Data extract:
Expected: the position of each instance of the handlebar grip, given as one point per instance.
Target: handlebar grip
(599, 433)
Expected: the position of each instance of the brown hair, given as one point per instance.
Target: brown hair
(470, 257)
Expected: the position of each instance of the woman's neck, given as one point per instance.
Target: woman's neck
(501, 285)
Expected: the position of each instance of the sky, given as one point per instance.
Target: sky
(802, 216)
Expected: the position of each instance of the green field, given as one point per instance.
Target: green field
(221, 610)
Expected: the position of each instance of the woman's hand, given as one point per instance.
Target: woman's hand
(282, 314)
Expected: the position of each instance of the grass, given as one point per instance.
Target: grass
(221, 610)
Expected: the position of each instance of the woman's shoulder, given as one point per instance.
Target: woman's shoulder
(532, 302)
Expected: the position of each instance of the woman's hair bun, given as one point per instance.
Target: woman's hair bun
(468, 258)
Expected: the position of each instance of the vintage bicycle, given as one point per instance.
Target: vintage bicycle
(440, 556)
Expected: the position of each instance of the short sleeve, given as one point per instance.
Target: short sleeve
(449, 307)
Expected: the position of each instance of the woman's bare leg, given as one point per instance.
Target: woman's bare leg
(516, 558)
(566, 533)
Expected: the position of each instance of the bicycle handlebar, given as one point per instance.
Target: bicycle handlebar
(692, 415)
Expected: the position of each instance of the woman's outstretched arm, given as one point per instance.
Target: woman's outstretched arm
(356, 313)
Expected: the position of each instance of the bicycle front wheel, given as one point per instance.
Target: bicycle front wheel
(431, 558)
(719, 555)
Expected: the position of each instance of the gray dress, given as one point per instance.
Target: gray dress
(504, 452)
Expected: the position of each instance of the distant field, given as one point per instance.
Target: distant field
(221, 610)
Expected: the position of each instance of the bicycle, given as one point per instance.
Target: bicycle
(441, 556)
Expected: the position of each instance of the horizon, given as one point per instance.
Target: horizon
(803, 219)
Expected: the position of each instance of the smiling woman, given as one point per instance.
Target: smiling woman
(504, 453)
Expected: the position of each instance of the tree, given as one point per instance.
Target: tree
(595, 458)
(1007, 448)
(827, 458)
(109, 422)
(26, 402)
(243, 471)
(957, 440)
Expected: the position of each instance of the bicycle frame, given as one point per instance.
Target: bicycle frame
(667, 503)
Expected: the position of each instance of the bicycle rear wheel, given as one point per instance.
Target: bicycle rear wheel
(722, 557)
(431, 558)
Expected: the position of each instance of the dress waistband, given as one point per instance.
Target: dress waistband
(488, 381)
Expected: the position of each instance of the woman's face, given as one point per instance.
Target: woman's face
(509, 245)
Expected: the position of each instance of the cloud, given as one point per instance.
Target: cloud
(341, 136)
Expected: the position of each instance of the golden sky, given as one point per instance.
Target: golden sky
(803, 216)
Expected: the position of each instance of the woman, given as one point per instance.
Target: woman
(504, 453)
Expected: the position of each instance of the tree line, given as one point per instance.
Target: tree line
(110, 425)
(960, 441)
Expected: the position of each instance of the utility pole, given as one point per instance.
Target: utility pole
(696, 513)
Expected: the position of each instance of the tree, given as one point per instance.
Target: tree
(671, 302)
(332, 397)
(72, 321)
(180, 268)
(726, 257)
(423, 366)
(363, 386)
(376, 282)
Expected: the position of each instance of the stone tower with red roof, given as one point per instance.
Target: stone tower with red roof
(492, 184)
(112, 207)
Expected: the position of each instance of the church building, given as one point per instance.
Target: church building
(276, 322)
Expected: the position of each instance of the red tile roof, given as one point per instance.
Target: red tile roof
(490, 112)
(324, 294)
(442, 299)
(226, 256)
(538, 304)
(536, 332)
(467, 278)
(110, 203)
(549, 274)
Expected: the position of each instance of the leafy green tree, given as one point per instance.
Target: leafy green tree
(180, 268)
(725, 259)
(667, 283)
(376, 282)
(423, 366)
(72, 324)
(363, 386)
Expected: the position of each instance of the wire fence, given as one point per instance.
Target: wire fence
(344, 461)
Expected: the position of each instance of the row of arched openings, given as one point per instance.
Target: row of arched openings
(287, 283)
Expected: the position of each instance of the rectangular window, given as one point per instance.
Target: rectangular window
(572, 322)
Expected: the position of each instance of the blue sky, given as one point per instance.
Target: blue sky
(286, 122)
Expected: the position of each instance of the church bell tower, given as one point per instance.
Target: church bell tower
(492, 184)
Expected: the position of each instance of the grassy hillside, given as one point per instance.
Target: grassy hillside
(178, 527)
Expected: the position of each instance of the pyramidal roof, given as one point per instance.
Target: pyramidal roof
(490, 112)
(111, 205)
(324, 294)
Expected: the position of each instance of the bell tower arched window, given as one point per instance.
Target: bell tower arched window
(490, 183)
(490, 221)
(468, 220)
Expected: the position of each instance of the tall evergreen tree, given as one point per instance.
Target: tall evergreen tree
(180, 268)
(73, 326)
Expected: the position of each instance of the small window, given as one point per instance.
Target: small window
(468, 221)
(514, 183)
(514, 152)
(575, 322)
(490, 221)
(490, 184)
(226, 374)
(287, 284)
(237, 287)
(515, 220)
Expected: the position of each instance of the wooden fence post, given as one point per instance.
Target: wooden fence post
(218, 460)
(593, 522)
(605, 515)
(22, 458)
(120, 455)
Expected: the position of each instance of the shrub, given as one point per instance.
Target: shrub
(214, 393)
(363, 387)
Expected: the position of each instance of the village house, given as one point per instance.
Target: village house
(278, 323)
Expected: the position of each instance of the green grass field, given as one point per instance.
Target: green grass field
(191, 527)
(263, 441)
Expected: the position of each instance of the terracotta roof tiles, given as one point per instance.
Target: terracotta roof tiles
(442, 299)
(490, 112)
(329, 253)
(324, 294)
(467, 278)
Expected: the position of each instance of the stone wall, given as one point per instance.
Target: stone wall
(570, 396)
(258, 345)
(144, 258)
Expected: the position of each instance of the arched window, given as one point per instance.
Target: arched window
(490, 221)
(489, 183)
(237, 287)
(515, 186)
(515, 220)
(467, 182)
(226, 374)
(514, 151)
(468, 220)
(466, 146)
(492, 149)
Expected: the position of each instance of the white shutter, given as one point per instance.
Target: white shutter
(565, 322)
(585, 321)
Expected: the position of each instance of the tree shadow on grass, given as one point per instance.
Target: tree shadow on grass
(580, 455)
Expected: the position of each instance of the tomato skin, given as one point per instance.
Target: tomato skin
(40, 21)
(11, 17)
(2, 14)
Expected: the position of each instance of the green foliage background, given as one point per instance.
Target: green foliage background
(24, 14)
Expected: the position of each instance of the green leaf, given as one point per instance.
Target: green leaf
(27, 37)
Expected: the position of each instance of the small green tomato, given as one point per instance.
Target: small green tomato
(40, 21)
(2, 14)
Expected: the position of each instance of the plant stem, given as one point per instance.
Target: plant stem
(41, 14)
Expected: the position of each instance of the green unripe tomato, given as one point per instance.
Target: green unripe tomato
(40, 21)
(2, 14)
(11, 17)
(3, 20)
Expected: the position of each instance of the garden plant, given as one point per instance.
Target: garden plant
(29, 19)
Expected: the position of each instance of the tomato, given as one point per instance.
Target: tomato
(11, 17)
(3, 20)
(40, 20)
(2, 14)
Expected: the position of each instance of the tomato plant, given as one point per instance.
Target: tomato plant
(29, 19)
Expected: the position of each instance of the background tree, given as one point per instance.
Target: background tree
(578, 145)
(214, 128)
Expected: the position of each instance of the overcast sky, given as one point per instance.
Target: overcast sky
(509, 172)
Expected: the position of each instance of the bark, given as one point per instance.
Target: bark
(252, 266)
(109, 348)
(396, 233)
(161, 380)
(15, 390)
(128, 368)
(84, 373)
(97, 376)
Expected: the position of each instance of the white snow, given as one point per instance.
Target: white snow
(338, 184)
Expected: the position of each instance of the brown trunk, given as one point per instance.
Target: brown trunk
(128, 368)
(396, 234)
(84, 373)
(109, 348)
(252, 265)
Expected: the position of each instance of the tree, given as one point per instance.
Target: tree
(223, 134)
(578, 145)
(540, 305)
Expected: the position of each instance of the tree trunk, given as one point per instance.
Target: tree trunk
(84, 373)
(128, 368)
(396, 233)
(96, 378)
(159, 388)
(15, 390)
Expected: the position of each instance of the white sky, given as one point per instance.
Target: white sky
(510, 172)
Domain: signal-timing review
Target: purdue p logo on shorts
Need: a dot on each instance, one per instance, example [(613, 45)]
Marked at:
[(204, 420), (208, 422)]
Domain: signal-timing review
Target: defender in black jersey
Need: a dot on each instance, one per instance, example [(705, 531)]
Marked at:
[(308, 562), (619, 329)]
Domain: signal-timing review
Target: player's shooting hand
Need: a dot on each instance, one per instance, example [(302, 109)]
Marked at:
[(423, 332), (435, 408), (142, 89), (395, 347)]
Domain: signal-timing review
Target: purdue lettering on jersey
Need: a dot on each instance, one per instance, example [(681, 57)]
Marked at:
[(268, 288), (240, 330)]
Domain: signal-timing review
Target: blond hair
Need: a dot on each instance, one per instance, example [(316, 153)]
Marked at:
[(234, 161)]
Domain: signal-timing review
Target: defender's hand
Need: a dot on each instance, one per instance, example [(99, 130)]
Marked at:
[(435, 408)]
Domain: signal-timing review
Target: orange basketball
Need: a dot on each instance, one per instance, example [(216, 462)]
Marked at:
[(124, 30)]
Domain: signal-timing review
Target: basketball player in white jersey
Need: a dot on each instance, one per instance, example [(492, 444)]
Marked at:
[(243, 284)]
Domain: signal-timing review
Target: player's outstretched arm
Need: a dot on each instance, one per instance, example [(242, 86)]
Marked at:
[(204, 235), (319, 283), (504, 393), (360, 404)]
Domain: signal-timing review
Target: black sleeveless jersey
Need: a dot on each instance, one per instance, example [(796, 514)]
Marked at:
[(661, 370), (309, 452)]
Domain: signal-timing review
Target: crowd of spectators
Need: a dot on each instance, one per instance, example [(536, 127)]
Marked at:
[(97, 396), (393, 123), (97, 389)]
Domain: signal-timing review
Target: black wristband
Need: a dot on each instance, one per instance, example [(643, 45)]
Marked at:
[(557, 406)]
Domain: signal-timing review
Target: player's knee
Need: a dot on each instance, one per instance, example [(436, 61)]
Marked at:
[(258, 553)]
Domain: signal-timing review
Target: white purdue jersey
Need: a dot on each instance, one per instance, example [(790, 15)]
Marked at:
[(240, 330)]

Task brief: Lines that include the word "purdue" are to be extracted from the data above.

Output for this exercise:
Target: purdue p logo on shorts
Target: purdue lettering on jersey
Target: white purdue jersey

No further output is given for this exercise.